Brief:
Reproduce the part that opens with the line containing "Accessibility service: describe the location of leafy" and closes with the line containing "284,0 -> 620,211", keeping every line in it. Multiply each coordinate in the lines that give box positions by 0.45, round to whole numbers with halves going up, and leave all other numbers unchanged.

[Coordinate annotation entries]
[Begin]

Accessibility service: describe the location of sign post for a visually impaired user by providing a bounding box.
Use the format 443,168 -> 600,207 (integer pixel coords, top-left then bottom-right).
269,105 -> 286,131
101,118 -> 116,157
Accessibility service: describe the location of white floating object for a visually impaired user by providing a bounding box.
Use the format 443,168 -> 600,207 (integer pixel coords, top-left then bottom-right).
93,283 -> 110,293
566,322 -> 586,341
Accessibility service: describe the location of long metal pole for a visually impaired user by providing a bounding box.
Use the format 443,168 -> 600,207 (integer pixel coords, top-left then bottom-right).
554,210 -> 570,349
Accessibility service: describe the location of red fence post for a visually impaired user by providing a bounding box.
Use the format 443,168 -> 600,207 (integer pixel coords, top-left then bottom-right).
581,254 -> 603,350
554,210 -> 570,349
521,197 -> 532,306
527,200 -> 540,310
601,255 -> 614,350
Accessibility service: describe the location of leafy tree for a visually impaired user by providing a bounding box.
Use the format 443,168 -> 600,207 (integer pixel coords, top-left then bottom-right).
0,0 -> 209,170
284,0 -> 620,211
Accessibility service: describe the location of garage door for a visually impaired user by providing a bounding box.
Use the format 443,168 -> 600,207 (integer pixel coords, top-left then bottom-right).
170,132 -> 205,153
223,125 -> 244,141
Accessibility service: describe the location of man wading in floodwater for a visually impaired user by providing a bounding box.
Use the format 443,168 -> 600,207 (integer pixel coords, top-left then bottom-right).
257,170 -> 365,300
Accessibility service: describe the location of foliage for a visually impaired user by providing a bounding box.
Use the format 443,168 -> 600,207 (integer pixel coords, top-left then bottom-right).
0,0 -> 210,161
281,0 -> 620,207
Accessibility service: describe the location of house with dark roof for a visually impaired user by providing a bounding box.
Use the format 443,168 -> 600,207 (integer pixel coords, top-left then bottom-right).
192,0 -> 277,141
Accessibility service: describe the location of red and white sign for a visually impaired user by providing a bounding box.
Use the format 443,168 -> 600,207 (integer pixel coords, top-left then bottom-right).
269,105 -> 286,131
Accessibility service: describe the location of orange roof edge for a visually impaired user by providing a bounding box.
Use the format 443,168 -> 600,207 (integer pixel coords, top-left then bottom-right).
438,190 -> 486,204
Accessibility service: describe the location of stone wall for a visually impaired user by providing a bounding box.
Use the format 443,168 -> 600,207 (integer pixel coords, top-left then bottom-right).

[End]

Response below:
Accessibility service: describe the location of leafy tree for a visually impaired user by providing a bounding box.
Use the format 443,168 -> 600,207 (integer pixel coords, top-left then bottom-right).
0,0 -> 94,77
128,0 -> 279,95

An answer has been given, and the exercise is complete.